Description of the task:
Convert the stretch from the start of the lines through the line containing "M 689 339 L" into a Markdown table with the columns Number and Record line, skipping blank lines. Leave the pictures out of the answer.

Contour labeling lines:
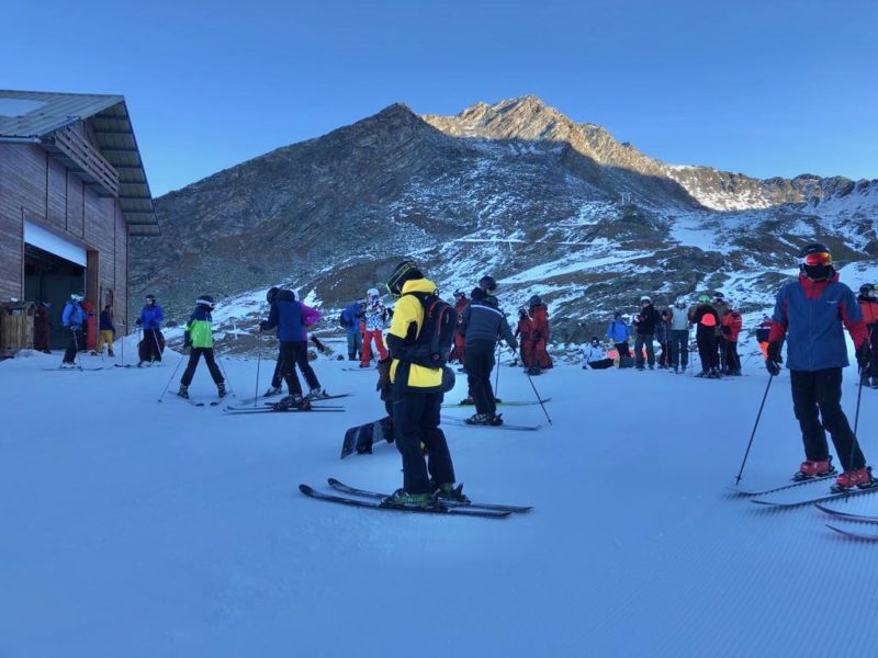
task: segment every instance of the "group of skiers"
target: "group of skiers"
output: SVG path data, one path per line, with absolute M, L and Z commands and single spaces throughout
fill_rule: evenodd
M 689 339 L 691 327 L 696 327 L 696 342 L 701 362 L 697 377 L 720 377 L 741 375 L 741 358 L 738 354 L 738 339 L 741 333 L 741 314 L 732 308 L 723 293 L 717 292 L 711 298 L 708 294 L 698 296 L 696 304 L 688 305 L 684 297 L 677 297 L 673 307 L 661 313 L 652 298 L 644 295 L 641 308 L 631 325 L 621 313 L 614 314 L 607 326 L 606 337 L 614 343 L 619 359 L 619 367 L 637 370 L 667 368 L 683 373 L 689 365 Z M 629 350 L 629 339 L 634 337 L 634 355 Z M 661 353 L 655 355 L 655 343 Z M 600 349 L 600 341 L 593 336 L 583 348 L 583 368 L 603 370 L 614 364 Z

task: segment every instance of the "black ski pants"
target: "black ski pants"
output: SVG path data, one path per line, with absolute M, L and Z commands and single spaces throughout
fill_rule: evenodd
M 476 412 L 493 416 L 497 412 L 494 389 L 491 387 L 491 372 L 494 370 L 494 343 L 486 340 L 466 343 L 463 358 L 465 359 L 466 382 L 470 385 L 470 395 L 475 401 Z
M 671 330 L 671 365 L 682 366 L 686 370 L 689 365 L 689 330 Z
M 804 456 L 812 462 L 830 458 L 826 430 L 842 468 L 856 470 L 866 465 L 857 438 L 842 411 L 842 368 L 790 371 L 792 408 L 802 430 Z M 818 418 L 820 411 L 820 418 Z M 822 419 L 822 424 L 821 424 Z
M 393 387 L 393 432 L 403 457 L 403 489 L 407 494 L 429 492 L 430 477 L 437 485 L 454 481 L 451 453 L 444 432 L 439 428 L 443 397 L 441 393 L 405 390 L 402 385 Z
M 701 372 L 717 368 L 717 332 L 712 328 L 695 334 L 698 343 L 698 358 L 701 360 Z
M 195 368 L 202 356 L 204 356 L 204 363 L 207 364 L 207 370 L 211 372 L 213 383 L 223 383 L 223 373 L 219 372 L 216 360 L 213 358 L 213 348 L 192 348 L 189 350 L 189 363 L 185 366 L 183 376 L 180 378 L 180 384 L 189 386 L 192 383 L 192 377 L 195 376 Z
M 305 377 L 309 389 L 320 386 L 317 375 L 314 374 L 314 368 L 308 363 L 308 343 L 306 341 L 282 342 L 280 361 L 283 379 L 286 382 L 286 387 L 290 389 L 291 395 L 302 395 L 302 384 L 299 382 L 295 366 L 299 366 L 299 370 L 302 371 L 302 376 Z
M 70 330 L 70 342 L 67 343 L 67 350 L 64 352 L 65 363 L 76 363 L 76 353 L 86 349 L 86 343 L 82 342 L 82 331 L 79 329 Z
M 655 365 L 655 350 L 652 344 L 652 333 L 638 333 L 634 340 L 634 364 L 643 367 L 643 347 L 646 347 L 646 360 L 650 365 Z
M 722 340 L 725 347 L 725 368 L 727 373 L 735 373 L 741 370 L 741 358 L 738 355 L 738 341 Z

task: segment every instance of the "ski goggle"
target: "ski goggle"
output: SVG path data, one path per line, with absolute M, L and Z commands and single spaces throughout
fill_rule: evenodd
M 801 259 L 802 265 L 831 265 L 832 254 L 828 251 L 818 251 L 815 253 L 807 253 Z

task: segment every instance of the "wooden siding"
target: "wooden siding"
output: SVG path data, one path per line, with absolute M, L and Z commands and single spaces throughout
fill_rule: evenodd
M 93 136 L 81 126 L 80 135 Z M 127 225 L 116 198 L 98 196 L 36 145 L 0 144 L 0 300 L 24 293 L 23 219 L 97 252 L 89 285 L 113 291 L 119 320 L 127 308 Z M 122 331 L 122 328 L 120 328 Z

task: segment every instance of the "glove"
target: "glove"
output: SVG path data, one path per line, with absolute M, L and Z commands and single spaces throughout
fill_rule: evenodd
M 857 348 L 857 365 L 859 372 L 864 373 L 869 370 L 871 365 L 871 354 L 869 353 L 869 341 L 864 340 Z
M 375 390 L 386 390 L 391 385 L 391 360 L 378 362 L 378 385 Z
M 765 360 L 765 368 L 774 377 L 780 374 L 780 343 L 768 343 L 768 359 Z

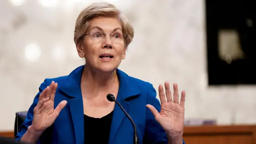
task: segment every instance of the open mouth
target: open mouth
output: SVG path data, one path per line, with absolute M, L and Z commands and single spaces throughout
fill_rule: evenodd
M 114 58 L 114 56 L 112 54 L 101 54 L 99 57 L 102 60 L 110 60 Z

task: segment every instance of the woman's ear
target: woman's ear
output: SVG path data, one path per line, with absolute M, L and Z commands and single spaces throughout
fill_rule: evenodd
M 76 44 L 76 50 L 78 56 L 81 58 L 84 58 L 85 56 L 85 54 L 84 52 L 83 45 L 82 44 L 81 42 L 78 42 Z
M 126 49 L 125 48 L 124 50 L 124 52 L 122 54 L 122 60 L 124 60 L 126 57 Z

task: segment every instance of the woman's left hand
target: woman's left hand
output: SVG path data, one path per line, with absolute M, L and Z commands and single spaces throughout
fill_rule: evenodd
M 166 95 L 164 88 L 159 85 L 158 91 L 161 102 L 161 111 L 158 112 L 150 104 L 146 106 L 149 108 L 155 116 L 155 118 L 169 136 L 180 136 L 182 137 L 184 127 L 185 91 L 181 92 L 180 102 L 179 102 L 179 93 L 178 85 L 173 85 L 173 99 L 168 82 L 164 83 Z

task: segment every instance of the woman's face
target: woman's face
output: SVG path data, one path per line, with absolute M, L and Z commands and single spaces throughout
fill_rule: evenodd
M 98 17 L 89 21 L 84 42 L 78 48 L 86 64 L 102 72 L 116 69 L 125 58 L 125 36 L 121 23 L 115 18 Z M 83 53 L 82 54 L 82 53 Z

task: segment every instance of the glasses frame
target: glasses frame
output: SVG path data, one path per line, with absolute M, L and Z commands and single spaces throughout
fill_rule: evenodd
M 82 35 L 80 38 L 79 38 L 79 39 L 81 38 L 82 38 L 82 37 L 85 36 L 87 36 L 87 35 L 90 35 L 90 36 L 91 36 L 92 34 L 96 33 L 97 33 L 97 32 L 94 32 L 91 33 L 90 33 L 90 34 L 84 34 Z M 111 34 L 111 33 L 106 33 L 104 32 L 103 32 L 104 34 L 104 36 L 105 36 L 106 34 Z M 123 34 L 123 36 L 124 37 L 124 40 L 126 40 L 127 38 L 127 37 L 128 36 L 128 35 L 127 34 L 126 34 L 125 33 L 122 33 L 122 34 Z

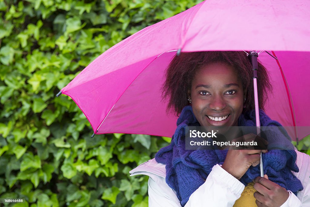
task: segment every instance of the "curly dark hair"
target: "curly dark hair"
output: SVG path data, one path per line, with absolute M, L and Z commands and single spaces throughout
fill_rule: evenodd
M 162 88 L 164 100 L 169 100 L 168 111 L 179 115 L 184 107 L 188 104 L 187 92 L 190 90 L 196 73 L 207 64 L 215 62 L 227 64 L 234 68 L 238 78 L 246 91 L 243 113 L 255 108 L 252 65 L 243 51 L 209 51 L 182 53 L 175 55 L 165 74 Z M 268 95 L 272 92 L 272 86 L 266 68 L 258 62 L 257 86 L 259 104 L 264 109 Z

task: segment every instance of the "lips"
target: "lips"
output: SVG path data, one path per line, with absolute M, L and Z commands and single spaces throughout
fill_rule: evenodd
M 207 117 L 209 119 L 212 121 L 224 121 L 225 120 L 227 117 L 228 117 L 230 115 L 230 114 L 227 114 L 226 116 L 210 116 L 208 115 L 206 115 Z

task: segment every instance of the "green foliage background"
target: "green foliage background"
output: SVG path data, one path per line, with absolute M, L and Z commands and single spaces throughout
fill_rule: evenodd
M 148 206 L 148 177 L 128 172 L 170 139 L 91 138 L 55 95 L 115 44 L 202 1 L 0 0 L 0 198 L 26 201 L 5 205 Z
M 26 200 L 5 205 L 148 206 L 148 177 L 128 172 L 169 139 L 91 138 L 55 95 L 116 43 L 201 1 L 0 0 L 0 197 Z

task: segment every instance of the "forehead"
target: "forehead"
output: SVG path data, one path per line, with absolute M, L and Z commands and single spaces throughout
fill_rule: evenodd
M 199 69 L 194 77 L 193 83 L 202 81 L 240 83 L 238 79 L 237 71 L 232 67 L 225 63 L 215 63 Z

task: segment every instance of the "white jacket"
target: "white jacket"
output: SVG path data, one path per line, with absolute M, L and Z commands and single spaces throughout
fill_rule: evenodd
M 293 172 L 301 182 L 303 190 L 297 196 L 290 191 L 287 200 L 281 207 L 310 207 L 310 157 L 296 151 L 298 173 Z M 148 206 L 181 207 L 179 201 L 166 182 L 166 165 L 155 159 L 141 164 L 131 171 L 130 176 L 146 175 L 148 179 Z M 232 206 L 245 188 L 238 180 L 220 165 L 213 167 L 205 182 L 192 194 L 185 207 Z

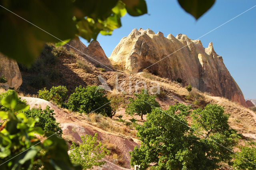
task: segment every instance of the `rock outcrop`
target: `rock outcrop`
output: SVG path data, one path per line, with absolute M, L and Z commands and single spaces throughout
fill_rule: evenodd
M 6 89 L 10 87 L 15 90 L 20 87 L 22 83 L 21 75 L 17 62 L 0 53 L 0 76 L 3 75 L 7 80 L 6 83 L 0 83 Z
M 75 53 L 83 56 L 90 62 L 99 65 L 101 67 L 106 68 L 102 64 L 108 67 L 112 66 L 100 43 L 96 40 L 92 41 L 86 47 L 78 37 L 70 41 L 64 46 L 68 50 L 73 51 Z
M 112 64 L 137 72 L 150 72 L 171 80 L 181 79 L 198 90 L 247 106 L 243 94 L 212 46 L 186 35 L 134 29 L 123 38 L 110 57 Z
M 248 107 L 254 107 L 255 106 L 254 104 L 252 102 L 251 100 L 246 100 L 246 104 Z

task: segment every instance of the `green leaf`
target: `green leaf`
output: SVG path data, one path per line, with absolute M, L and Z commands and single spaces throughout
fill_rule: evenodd
M 18 130 L 17 128 L 18 122 L 14 120 L 9 121 L 6 123 L 6 128 L 10 134 L 14 134 L 16 133 Z
M 2 120 L 6 119 L 8 118 L 7 113 L 3 111 L 0 111 L 0 118 Z
M 20 104 L 16 105 L 14 109 L 16 111 L 22 111 L 29 109 L 29 105 L 26 104 Z
M 197 20 L 211 8 L 215 0 L 178 0 L 178 2 L 182 8 Z
M 59 46 L 63 46 L 69 42 L 70 40 L 71 39 L 68 39 L 68 40 L 64 40 L 62 41 L 60 41 L 59 42 L 55 43 L 55 46 L 56 47 L 58 47 Z
M 26 151 L 25 156 L 22 159 L 20 160 L 18 162 L 22 164 L 25 162 L 33 159 L 40 150 L 40 148 L 38 147 L 34 146 L 31 148 L 28 151 Z
M 140 16 L 148 13 L 145 0 L 122 0 L 122 1 L 126 5 L 127 12 L 132 16 Z
M 118 1 L 116 6 L 112 8 L 112 11 L 120 17 L 124 16 L 127 12 L 125 8 L 125 4 L 120 1 Z
M 25 65 L 38 56 L 46 42 L 59 41 L 50 34 L 66 40 L 76 32 L 71 1 L 8 1 L 0 4 L 24 18 L 1 8 L 0 51 Z
M 13 109 L 18 103 L 18 98 L 17 94 L 14 91 L 11 94 L 3 98 L 1 100 L 1 103 L 4 107 Z

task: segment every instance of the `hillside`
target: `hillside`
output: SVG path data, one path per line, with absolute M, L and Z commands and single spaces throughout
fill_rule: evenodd
M 80 41 L 78 42 L 80 47 L 88 48 L 83 47 L 81 46 L 81 42 Z M 204 107 L 209 103 L 218 104 L 224 107 L 226 113 L 230 114 L 229 124 L 239 133 L 242 134 L 244 139 L 256 140 L 255 113 L 228 99 L 213 96 L 209 93 L 201 92 L 196 88 L 193 88 L 192 92 L 194 96 L 188 98 L 188 92 L 184 85 L 169 78 L 160 77 L 146 71 L 134 73 L 127 70 L 118 70 L 111 67 L 110 68 L 112 70 L 111 70 L 104 68 L 104 66 L 99 65 L 95 61 L 92 61 L 91 58 L 88 58 L 83 54 L 86 51 L 84 49 L 84 51 L 82 51 L 83 53 L 79 55 L 76 54 L 75 50 L 67 50 L 65 48 L 56 47 L 52 45 L 48 45 L 46 48 L 48 50 L 42 54 L 36 62 L 37 63 L 36 66 L 32 66 L 30 70 L 25 69 L 20 65 L 23 81 L 18 89 L 21 95 L 30 96 L 31 94 L 36 94 L 37 91 L 44 86 L 49 89 L 52 86 L 65 86 L 69 90 L 69 94 L 70 94 L 79 85 L 85 86 L 107 84 L 109 87 L 109 92 L 122 96 L 127 103 L 129 98 L 134 97 L 133 93 L 136 91 L 140 91 L 145 88 L 154 91 L 158 86 L 160 87 L 160 92 L 159 94 L 157 94 L 156 100 L 162 108 L 166 109 L 169 106 L 177 103 L 191 105 L 193 108 Z M 91 52 L 94 51 L 95 51 Z M 98 55 L 100 57 L 101 56 Z M 54 58 L 56 60 L 49 64 L 47 62 L 48 60 L 43 59 L 46 56 L 50 56 L 49 58 Z M 98 58 L 99 61 L 104 62 L 106 57 L 103 55 L 102 57 L 104 60 L 101 60 L 100 57 Z M 106 59 L 108 60 L 107 58 Z M 106 63 L 108 61 L 105 62 Z M 114 64 L 113 65 L 114 67 Z M 39 70 L 32 71 L 37 70 L 34 69 L 38 66 L 40 68 Z M 59 77 L 51 78 L 52 77 L 50 76 L 52 70 L 58 73 L 57 76 Z M 36 84 L 31 83 L 32 80 L 34 80 L 33 78 L 38 78 L 43 74 L 47 76 L 42 79 L 43 80 L 42 83 L 40 81 Z M 38 86 L 38 84 L 42 86 Z M 55 117 L 57 122 L 60 123 L 63 131 L 62 137 L 70 144 L 72 141 L 78 143 L 81 142 L 81 135 L 93 135 L 97 133 L 98 139 L 106 144 L 111 151 L 110 155 L 105 158 L 107 163 L 104 166 L 103 169 L 130 168 L 129 152 L 133 150 L 134 146 L 140 145 L 140 142 L 136 136 L 136 130 L 132 125 L 125 125 L 124 122 L 118 121 L 118 119 L 116 117 L 113 119 L 101 117 L 96 121 L 93 116 L 92 117 L 85 115 L 81 116 L 78 113 L 58 108 L 54 104 L 42 99 L 29 97 L 22 97 L 22 98 L 26 100 L 30 108 L 41 106 L 44 108 L 49 105 L 54 109 L 56 113 Z M 123 116 L 123 119 L 128 122 L 129 119 L 132 117 L 124 113 L 124 108 L 122 108 L 116 116 L 122 115 Z M 146 121 L 145 116 L 144 117 L 144 120 L 140 120 L 138 116 L 134 117 L 138 120 L 138 123 L 140 124 Z M 188 118 L 189 122 L 189 118 Z M 243 140 L 241 142 L 244 142 Z M 113 158 L 114 154 L 118 156 L 117 159 Z M 98 168 L 95 167 L 94 169 Z

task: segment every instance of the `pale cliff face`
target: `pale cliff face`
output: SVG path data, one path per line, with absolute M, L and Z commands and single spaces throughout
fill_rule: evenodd
M 72 50 L 74 53 L 84 57 L 86 60 L 96 64 L 100 64 L 101 67 L 104 68 L 104 68 L 104 66 L 95 60 L 107 66 L 112 66 L 111 63 L 98 41 L 92 41 L 86 47 L 86 46 L 80 41 L 79 38 L 77 38 L 71 40 L 67 44 L 68 44 L 64 45 L 64 46 L 68 50 Z
M 112 64 L 136 72 L 167 56 L 147 69 L 171 80 L 180 78 L 200 90 L 247 106 L 212 42 L 204 48 L 200 40 L 191 40 L 184 34 L 175 38 L 170 34 L 166 38 L 160 32 L 155 34 L 149 29 L 134 29 L 121 40 L 110 58 Z
M 6 87 L 7 89 L 11 87 L 17 90 L 22 83 L 17 62 L 4 56 L 1 53 L 0 53 L 0 76 L 2 77 L 3 75 L 8 81 L 6 83 L 0 83 L 0 85 Z

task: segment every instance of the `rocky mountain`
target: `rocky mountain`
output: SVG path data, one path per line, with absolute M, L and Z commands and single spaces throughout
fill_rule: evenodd
M 200 40 L 191 40 L 186 35 L 175 37 L 170 34 L 165 37 L 161 32 L 156 34 L 148 29 L 135 28 L 121 40 L 110 59 L 113 65 L 134 72 L 146 69 L 162 77 L 190 83 L 200 90 L 247 106 L 241 90 L 212 42 L 205 48 Z
M 84 57 L 91 62 L 99 64 L 101 67 L 104 66 L 102 64 L 108 67 L 112 67 L 111 63 L 105 54 L 104 50 L 99 42 L 96 40 L 92 41 L 86 47 L 78 37 L 68 42 L 67 44 L 64 45 L 64 46 L 68 50 L 73 51 L 74 53 Z
M 250 106 L 247 104 L 248 107 L 252 107 L 256 106 L 256 99 L 246 99 L 246 103 L 250 102 Z
M 21 75 L 17 62 L 0 53 L 0 76 L 4 75 L 8 81 L 6 83 L 1 84 L 7 89 L 9 87 L 17 89 L 22 83 Z

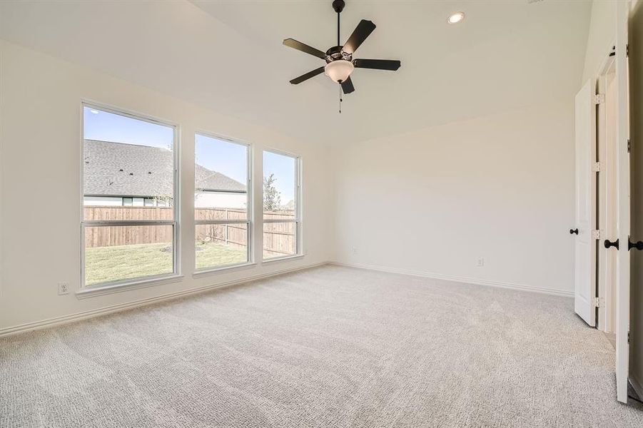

Correct output:
| Number | Record line |
|---|---|
| 1 | task: segment every instance of the "group of skiers" |
| 2 | target: "group of skiers" |
| 3 | output: SVG path data, one path per line, with absolute M, L and Z commands and single spaces throughout |
| 4 | fill_rule: evenodd |
| 5 | M 689 339 L 691 327 L 696 327 L 696 342 L 701 362 L 697 377 L 720 377 L 741 375 L 741 358 L 738 354 L 738 339 L 741 333 L 741 314 L 732 308 L 723 293 L 717 292 L 711 298 L 708 294 L 698 296 L 696 304 L 688 305 L 684 297 L 677 297 L 673 307 L 661 313 L 652 298 L 644 295 L 641 308 L 631 325 L 621 313 L 614 314 L 607 326 L 606 337 L 614 343 L 619 359 L 619 367 L 637 370 L 667 368 L 683 373 L 689 365 Z M 629 350 L 629 339 L 634 337 L 634 355 Z M 661 353 L 655 355 L 655 343 Z M 600 349 L 600 341 L 593 336 L 583 348 L 583 368 L 603 370 L 614 364 Z |